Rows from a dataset
================

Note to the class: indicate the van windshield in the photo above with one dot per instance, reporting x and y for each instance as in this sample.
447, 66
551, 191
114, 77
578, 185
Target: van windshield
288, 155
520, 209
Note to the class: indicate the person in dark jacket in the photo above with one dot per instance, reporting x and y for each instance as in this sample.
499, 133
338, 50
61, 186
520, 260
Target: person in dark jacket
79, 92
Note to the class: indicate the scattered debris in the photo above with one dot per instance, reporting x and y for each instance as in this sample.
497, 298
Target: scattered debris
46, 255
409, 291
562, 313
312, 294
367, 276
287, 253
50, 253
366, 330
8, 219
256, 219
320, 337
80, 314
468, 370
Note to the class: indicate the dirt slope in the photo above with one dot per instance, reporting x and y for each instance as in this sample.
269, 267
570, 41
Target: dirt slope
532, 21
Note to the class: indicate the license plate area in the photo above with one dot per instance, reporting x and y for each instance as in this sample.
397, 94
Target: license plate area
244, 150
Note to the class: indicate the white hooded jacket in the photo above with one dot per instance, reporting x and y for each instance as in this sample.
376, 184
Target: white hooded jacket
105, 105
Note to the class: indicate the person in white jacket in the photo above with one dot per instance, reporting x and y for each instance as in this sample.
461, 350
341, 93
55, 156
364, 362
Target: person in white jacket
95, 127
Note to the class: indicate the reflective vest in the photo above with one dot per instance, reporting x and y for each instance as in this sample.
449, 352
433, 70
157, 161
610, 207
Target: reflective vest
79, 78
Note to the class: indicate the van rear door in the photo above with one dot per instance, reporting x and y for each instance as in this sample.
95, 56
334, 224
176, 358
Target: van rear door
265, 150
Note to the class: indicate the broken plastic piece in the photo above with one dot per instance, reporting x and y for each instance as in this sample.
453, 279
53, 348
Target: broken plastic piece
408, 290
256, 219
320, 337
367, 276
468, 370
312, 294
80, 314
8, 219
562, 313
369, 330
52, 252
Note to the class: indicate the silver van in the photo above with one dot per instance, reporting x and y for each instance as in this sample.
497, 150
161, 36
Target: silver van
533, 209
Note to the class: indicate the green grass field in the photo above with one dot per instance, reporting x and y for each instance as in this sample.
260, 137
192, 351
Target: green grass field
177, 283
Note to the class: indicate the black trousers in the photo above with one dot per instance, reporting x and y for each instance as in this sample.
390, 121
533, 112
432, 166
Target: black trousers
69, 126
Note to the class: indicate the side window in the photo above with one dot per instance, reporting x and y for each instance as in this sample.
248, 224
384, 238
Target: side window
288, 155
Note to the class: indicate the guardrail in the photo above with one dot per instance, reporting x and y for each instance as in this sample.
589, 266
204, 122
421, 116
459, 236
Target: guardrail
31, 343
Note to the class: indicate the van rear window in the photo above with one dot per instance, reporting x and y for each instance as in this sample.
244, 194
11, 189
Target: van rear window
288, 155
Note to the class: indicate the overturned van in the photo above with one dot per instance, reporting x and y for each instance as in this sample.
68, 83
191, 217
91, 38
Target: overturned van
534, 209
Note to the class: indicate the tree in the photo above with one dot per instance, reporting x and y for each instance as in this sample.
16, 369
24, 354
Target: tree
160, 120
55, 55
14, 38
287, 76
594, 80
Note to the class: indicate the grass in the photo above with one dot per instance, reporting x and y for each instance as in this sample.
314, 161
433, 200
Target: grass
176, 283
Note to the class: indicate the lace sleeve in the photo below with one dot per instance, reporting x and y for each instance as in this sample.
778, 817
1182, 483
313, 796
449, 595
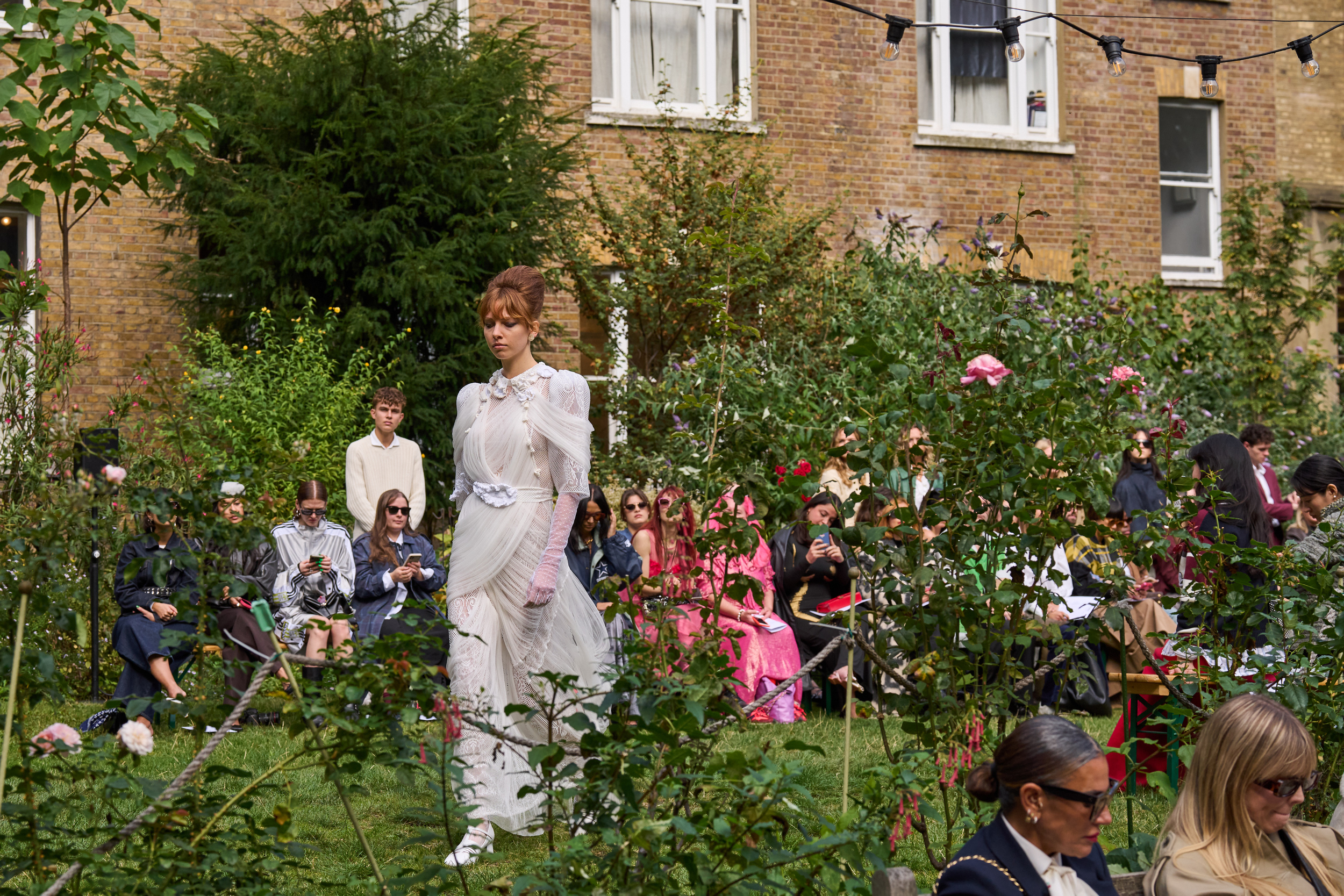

================

WORK TO DO
Count the lines in the rows above that contain the string "person", matching case exactly, and reply with only the number.

TASK RESULT
4